> **Task to complete**
The line containing "body: indicate the player's" marks the start; repeat it and every following line exactly through the end of the entries.

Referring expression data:

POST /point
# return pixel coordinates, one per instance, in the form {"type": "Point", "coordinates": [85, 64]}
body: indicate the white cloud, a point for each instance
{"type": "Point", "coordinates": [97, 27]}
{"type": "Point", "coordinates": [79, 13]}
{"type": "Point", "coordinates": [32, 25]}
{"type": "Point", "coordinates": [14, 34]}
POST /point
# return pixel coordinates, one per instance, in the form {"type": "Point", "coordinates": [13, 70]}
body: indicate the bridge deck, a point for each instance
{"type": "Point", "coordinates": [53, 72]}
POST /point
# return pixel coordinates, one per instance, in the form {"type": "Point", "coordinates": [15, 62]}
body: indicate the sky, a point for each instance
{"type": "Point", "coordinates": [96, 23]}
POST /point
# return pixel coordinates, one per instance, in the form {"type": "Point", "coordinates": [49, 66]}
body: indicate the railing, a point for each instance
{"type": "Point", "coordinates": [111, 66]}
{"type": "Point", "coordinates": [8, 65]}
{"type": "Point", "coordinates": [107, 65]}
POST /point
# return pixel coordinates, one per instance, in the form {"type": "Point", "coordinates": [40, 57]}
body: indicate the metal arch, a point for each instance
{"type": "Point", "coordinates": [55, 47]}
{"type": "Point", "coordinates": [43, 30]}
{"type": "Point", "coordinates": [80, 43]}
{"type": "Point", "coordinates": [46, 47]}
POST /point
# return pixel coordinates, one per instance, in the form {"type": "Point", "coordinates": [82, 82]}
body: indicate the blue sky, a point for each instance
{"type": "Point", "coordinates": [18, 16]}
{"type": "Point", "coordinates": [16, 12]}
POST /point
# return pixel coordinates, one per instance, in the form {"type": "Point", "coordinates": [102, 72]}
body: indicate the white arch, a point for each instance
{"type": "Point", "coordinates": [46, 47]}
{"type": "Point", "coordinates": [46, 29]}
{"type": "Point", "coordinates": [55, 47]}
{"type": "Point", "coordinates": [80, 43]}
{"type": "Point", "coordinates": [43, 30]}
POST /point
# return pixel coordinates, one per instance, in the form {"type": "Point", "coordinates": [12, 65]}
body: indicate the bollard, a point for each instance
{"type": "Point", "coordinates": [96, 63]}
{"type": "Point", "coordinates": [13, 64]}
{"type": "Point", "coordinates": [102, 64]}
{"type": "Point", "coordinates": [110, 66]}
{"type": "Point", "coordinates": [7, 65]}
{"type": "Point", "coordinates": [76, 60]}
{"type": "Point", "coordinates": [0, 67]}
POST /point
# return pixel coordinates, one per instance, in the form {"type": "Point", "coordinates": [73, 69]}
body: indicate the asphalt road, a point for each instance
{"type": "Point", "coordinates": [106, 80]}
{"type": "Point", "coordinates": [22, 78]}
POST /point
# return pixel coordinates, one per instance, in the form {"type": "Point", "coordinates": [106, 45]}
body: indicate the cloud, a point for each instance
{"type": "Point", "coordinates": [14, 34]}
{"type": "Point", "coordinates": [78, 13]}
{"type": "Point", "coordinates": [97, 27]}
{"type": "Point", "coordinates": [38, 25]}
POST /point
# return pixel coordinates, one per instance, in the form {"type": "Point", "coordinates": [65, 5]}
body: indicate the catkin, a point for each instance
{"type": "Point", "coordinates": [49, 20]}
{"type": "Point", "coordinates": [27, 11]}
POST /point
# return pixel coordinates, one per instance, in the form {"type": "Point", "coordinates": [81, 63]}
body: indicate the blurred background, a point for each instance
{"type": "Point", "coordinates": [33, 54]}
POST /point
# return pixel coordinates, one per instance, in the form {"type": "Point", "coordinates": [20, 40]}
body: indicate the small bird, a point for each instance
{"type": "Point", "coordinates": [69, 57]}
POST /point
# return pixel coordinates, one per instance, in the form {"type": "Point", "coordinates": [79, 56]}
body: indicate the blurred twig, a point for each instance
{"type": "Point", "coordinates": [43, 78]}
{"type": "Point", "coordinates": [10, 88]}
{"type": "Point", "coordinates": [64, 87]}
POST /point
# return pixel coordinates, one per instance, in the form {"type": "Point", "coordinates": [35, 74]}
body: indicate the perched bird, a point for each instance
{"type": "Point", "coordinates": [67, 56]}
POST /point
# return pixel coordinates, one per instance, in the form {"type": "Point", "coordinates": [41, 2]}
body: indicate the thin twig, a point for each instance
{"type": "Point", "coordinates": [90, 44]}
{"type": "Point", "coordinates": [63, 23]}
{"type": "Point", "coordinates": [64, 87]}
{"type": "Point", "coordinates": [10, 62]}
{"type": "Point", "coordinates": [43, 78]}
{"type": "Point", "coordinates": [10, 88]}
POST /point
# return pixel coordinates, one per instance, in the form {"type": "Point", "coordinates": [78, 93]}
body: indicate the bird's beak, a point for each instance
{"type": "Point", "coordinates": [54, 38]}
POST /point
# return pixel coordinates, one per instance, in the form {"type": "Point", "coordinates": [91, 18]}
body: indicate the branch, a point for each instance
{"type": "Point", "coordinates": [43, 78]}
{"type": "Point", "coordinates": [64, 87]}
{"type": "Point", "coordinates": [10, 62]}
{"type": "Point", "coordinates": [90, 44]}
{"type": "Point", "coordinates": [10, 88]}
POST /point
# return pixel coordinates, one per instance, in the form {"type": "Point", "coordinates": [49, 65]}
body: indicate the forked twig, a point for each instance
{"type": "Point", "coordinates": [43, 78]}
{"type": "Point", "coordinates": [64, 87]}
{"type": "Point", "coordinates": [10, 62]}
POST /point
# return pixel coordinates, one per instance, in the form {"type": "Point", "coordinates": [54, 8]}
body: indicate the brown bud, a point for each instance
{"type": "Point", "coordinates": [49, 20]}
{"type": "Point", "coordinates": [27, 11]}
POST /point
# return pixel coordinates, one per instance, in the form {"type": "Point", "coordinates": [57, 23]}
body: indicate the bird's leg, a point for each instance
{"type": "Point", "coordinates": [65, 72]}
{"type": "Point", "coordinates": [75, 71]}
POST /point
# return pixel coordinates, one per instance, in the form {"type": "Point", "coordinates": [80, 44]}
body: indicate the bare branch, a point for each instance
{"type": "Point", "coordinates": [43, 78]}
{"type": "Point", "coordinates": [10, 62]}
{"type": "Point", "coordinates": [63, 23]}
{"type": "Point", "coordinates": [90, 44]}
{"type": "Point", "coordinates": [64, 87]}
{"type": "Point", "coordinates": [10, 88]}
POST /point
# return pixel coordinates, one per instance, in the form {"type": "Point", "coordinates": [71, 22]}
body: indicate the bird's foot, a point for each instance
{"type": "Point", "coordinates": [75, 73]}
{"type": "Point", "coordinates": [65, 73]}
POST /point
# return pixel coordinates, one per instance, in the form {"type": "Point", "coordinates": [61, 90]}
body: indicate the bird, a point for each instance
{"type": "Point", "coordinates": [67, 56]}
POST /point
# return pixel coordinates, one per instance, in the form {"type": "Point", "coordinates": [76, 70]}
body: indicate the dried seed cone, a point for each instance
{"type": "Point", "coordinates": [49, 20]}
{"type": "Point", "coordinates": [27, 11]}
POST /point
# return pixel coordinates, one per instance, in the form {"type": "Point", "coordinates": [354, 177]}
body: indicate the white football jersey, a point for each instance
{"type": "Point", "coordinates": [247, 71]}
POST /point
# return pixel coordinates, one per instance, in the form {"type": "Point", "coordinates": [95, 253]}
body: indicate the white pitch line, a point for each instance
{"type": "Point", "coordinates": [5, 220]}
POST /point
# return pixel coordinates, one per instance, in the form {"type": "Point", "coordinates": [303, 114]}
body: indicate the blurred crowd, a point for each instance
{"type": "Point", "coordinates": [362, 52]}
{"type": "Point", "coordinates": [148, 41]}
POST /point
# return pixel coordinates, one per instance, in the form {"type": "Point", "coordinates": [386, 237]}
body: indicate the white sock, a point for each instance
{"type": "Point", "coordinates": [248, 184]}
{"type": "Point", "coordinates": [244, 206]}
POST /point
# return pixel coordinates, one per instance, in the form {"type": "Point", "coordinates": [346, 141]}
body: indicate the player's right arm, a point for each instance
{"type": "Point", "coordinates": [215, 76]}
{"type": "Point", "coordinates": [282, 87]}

> **Result for this exercise**
body: indicate the player's right arm, a point for each instance
{"type": "Point", "coordinates": [215, 76]}
{"type": "Point", "coordinates": [282, 87]}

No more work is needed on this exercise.